▶ _Estratto del documento_:
E poi passai oltre queste forme, che erano tanto belle da aver quasi cessato di essere, e, dopo aver sofferto strani stati d’animo, malinconici, così pareva, per esser gravati dal peso di molti mondi, entrai in quella Morte che è la Bellezza stessa, e nella Solitudine che tutte quelle moltitudini incessantemente desiderano. Mi parve che tutte le cose che avessero mai avuto vita entrassero a stabilirsi nel mio cuore, e io nel loro; e non avrei più conosciuto né morte né lacrime, se non fossi improvvisamente precipitato dalla certezza della visione nell’incertezza del sogno, e diventato una goccia d’oro fuso che cadeva a velocità smisurata attraverso una notte trapuntata di stelle, e tutt’intorno a me un gemito malinconico ed esultante».

Altrove l’esperienza estatica diventa veicolo di una “nostalgia delle origini” di eliadiana memoria, con reminiscenze esiodee e lucreziane della mitica Età dell’Oro. È in questi frangenti che emerge l’aspetto più profondamente malinconico della prosa yeatsiana, connaturato all’irrimediabile distanza tra l’ideale e il reale, tra gli dèi e l’uomo, quest’ultimo condannato a essere relegato — sfruttando una tradizione che va dai presocratici agli gnostici, fino a Shakespeare e Poe — in una dimensione ontologica umbratile, come spiega ne Il crepuscolo celtico:

«Mi pareva di udire una voce di lamento proveniente dall’Età dell’Oro. Mi diceva che noi siamo imperfetti, incompleti, non più simili a una bella tela intessuta, ma piuttosto come un fascio di corde annodate insieme e gettate in un angolo. Diceva che il mondo era un tempo interamente perfetto e generoso, e che quel mondo generoso e perfetto esisteva ancora, ma sepolto come un cumulo di rose sotto tante palate di terra. Gli esseri fatati e i più innocenti tra gli spiriti vi avevano dimora, e si dolevano del nostro mondo caduto nel lamento delle canne mosse dal vento, nel canto degli uccelli, nel gemito delle onde, e nel soave pianto del violino».

Yeats

Proprio sul recupero del folklore irlandese Yeats fondò il suo personale anelito di rinnovamento dell’immaginazione: insieme a colleghi e comrades del calibro di Wilde, Lord Dunsany, Shaw, Synge e la Gregory, diede il via a quel movimento culturale rivoluzionario denominato Celtic Revival (Rinascimento Celtico o Gaelico). Yeats non studiò le tradizioni popolari sui tomi dei folkloristi, bensì raccolse personalmente testimonianze e racconti dai suoi connazionali, soprattutto all’interno della contea di Sligo.

▶ _Problemi da risolvere_:
1 > Riporta fedelmente dall'estratto tutto il testo che va da "Proprio sul recupero" giù fino a "contea di Sligo.".
2 > Secondo l'estratto, da che cosa nasce l'aspetto più profondamente malinconico della prosa di Yeats? Rispondi in una, due o tre frasi.
Le voci riportate di seguito non hanno alcun legame con l'estratto.

▶ _Materiale mostrato_:
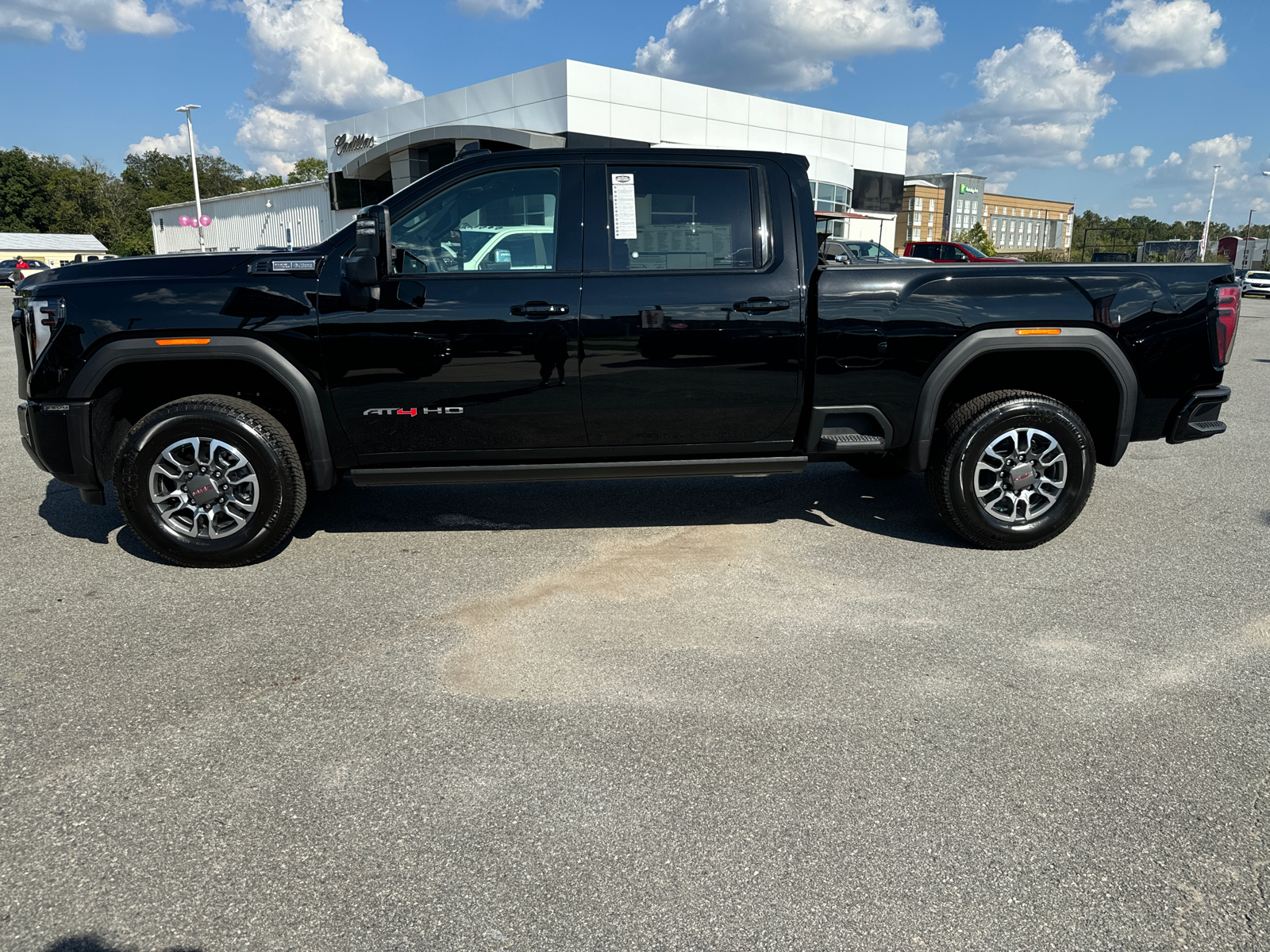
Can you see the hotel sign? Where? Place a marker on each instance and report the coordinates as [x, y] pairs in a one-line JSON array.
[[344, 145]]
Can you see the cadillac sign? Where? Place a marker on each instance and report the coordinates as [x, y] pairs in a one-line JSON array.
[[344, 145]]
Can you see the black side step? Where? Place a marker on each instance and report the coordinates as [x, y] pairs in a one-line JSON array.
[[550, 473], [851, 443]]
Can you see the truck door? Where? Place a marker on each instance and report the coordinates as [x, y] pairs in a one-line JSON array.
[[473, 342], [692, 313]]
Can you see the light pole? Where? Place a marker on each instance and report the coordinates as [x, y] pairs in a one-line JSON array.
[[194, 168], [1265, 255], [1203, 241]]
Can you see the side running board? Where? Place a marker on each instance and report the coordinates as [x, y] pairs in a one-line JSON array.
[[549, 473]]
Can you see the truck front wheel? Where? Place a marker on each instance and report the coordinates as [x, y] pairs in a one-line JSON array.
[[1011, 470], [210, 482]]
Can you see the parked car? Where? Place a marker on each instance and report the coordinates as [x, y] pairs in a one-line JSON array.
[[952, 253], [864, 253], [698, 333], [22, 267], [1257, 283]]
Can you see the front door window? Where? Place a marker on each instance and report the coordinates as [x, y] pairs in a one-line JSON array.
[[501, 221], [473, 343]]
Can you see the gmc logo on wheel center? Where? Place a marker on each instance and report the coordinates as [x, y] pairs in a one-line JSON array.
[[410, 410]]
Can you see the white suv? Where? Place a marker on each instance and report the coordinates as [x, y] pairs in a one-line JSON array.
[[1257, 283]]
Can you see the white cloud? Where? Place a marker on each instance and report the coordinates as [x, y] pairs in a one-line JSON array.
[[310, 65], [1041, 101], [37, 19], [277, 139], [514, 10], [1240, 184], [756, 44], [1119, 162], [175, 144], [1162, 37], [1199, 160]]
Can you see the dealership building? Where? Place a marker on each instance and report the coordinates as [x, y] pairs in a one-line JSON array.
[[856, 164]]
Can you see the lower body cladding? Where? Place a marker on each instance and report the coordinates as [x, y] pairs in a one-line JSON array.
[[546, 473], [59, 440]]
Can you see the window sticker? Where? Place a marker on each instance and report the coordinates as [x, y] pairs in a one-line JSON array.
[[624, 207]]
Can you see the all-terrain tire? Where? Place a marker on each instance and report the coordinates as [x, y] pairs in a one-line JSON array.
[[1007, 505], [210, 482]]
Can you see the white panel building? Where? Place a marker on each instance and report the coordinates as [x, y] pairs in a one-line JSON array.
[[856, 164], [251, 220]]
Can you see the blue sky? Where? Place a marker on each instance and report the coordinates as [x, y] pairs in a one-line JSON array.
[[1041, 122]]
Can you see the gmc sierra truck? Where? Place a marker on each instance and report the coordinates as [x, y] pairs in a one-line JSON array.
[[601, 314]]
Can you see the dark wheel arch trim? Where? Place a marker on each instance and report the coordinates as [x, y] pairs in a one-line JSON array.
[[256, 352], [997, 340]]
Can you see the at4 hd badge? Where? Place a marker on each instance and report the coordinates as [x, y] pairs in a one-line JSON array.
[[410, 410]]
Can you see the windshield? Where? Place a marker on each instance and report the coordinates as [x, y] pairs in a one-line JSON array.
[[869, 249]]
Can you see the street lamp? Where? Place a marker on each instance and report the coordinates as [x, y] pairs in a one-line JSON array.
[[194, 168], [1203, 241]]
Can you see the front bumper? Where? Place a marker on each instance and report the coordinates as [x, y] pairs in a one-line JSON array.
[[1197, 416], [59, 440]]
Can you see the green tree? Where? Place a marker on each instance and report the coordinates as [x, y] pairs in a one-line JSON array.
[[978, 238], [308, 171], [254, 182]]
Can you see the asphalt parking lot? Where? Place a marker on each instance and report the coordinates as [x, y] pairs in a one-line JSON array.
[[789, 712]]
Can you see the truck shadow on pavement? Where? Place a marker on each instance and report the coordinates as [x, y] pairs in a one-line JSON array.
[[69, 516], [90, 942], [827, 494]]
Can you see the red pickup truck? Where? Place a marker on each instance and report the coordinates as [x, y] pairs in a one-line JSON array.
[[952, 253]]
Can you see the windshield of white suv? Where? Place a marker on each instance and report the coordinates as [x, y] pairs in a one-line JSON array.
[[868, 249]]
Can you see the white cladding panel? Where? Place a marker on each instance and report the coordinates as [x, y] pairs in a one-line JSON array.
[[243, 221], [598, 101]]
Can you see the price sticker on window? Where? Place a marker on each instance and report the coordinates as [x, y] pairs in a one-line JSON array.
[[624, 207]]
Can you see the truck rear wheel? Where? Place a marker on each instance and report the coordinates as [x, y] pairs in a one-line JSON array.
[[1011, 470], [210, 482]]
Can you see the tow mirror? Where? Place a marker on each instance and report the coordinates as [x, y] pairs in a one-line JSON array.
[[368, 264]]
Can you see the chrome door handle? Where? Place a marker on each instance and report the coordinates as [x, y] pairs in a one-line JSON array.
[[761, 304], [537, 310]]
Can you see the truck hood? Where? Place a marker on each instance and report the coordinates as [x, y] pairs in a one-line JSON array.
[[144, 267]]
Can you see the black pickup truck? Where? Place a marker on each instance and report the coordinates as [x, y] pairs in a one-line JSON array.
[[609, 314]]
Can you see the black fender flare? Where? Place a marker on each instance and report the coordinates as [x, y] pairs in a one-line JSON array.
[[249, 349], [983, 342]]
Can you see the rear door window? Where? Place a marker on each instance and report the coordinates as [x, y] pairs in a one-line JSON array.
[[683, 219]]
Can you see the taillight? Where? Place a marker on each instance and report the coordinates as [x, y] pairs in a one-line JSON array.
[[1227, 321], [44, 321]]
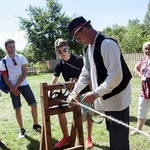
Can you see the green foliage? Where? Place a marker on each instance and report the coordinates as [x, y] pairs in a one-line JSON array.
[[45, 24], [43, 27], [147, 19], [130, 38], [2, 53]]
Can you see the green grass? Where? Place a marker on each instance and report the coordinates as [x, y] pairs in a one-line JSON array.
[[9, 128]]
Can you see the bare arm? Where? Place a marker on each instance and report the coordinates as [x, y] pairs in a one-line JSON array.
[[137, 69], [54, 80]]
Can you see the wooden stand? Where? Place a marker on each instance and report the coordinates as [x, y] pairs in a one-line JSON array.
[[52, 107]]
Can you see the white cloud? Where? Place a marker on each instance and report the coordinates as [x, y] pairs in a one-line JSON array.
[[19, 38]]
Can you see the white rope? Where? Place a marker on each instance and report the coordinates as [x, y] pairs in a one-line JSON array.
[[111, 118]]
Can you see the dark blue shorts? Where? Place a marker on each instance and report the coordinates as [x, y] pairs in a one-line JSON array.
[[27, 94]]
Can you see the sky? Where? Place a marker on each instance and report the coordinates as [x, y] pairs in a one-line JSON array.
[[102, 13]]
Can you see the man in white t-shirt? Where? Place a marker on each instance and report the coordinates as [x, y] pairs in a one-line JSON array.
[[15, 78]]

...

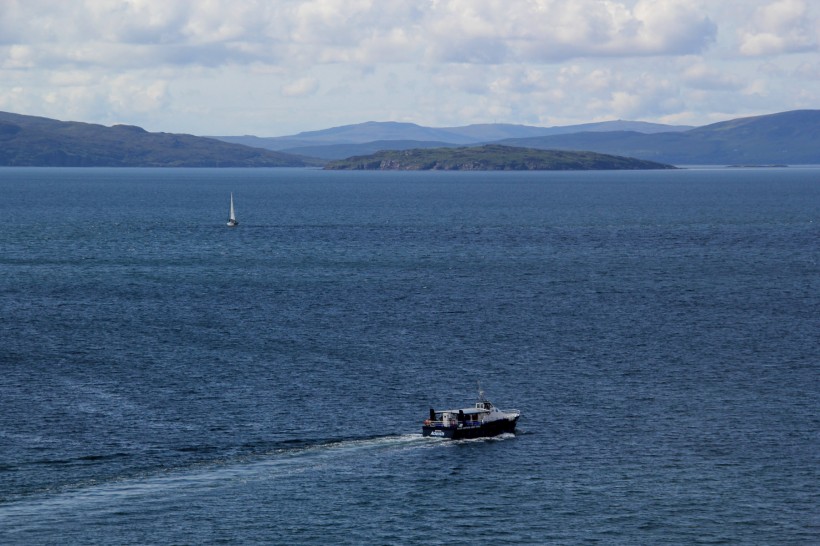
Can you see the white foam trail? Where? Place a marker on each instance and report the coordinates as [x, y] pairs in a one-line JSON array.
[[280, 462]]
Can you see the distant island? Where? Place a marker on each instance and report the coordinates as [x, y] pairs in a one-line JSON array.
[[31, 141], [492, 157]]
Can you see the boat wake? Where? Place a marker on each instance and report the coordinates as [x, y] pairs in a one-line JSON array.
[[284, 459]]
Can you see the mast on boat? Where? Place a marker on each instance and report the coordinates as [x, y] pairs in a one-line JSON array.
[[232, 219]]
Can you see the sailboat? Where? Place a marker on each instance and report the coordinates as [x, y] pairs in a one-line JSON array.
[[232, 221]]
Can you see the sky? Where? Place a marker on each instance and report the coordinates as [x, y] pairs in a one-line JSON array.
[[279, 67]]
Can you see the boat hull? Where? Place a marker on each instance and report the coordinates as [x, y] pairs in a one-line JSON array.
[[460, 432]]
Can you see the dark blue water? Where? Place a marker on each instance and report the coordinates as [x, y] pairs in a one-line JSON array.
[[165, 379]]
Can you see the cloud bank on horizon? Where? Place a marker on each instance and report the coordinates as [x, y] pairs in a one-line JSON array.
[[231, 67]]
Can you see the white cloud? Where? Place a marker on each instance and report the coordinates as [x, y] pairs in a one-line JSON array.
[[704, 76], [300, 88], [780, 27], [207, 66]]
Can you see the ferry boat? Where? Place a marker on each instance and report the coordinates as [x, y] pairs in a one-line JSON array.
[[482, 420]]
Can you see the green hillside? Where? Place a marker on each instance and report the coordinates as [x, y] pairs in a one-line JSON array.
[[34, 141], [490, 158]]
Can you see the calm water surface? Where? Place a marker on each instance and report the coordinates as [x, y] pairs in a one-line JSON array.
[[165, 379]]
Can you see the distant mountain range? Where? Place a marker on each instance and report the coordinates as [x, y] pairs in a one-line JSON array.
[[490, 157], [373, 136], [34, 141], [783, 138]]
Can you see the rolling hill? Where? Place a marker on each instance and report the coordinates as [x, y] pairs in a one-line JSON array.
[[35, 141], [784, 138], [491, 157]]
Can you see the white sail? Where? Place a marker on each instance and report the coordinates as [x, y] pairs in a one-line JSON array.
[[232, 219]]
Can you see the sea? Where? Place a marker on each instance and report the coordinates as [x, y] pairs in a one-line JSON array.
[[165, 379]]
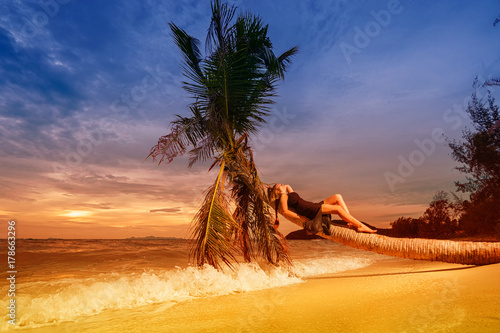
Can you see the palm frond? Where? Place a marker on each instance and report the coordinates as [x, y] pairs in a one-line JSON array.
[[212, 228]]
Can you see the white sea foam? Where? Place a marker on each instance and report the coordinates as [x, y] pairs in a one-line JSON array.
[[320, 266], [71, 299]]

* * *

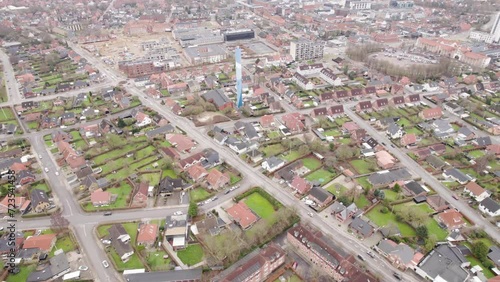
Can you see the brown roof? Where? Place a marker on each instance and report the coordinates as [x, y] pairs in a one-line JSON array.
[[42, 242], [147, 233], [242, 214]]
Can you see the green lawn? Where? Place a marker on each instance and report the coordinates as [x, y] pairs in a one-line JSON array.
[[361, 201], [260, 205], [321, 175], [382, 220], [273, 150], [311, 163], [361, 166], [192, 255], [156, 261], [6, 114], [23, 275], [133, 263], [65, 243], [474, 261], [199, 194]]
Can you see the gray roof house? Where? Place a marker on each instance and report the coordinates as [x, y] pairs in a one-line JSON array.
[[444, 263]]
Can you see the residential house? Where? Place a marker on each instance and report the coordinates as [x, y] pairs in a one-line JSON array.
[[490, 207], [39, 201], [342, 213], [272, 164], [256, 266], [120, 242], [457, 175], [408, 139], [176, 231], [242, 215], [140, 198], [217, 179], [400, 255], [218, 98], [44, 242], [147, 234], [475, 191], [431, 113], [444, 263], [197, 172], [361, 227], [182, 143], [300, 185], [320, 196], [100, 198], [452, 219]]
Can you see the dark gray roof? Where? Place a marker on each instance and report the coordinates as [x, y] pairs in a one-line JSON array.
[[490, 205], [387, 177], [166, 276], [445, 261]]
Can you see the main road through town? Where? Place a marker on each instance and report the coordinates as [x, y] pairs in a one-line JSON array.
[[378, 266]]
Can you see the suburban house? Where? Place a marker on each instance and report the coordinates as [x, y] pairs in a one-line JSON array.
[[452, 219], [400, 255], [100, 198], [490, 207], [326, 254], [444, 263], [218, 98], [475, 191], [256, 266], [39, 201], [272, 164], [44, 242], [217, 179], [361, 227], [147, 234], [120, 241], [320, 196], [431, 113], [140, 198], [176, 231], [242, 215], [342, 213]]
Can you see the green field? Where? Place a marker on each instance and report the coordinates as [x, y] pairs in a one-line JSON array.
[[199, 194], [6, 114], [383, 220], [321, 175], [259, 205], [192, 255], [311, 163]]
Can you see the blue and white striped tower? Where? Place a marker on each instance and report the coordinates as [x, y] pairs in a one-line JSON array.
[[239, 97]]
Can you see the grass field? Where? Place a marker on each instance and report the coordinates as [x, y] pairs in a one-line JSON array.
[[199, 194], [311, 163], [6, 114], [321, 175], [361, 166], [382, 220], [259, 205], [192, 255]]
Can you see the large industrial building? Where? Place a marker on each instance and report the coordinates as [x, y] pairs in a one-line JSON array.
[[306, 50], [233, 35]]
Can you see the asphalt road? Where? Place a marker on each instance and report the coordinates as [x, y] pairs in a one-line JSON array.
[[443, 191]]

▶ _Risposte ai compiti_:
1 >
Proprio sul recupero del folklore irlandese Yeats fondò il suo personale anelito di rinnovamento dell’immaginazione: insieme a colleghi e comrades del calibro di Wilde, Lord Dunsany, Shaw, Synge e la Gregory, diede il via a quel movimento culturale rivoluzionario denominato Celtic Revival (Rinascimento Celtico o Gaelico). Yeats non studiò le tradizioni popolari sui tomi dei folkloristi, bensì raccolse personalmente testimonianze e racconti dai suoi connazionali, soprattutto all’interno della contea di Sligo.

2 > Nasce dall'irrimediabile distanza tra l'ideale e il reale, tra gli dèi e l'uomo. L'uomo è infatti condannato a restare relegato in una dimensione ontologica umbratile.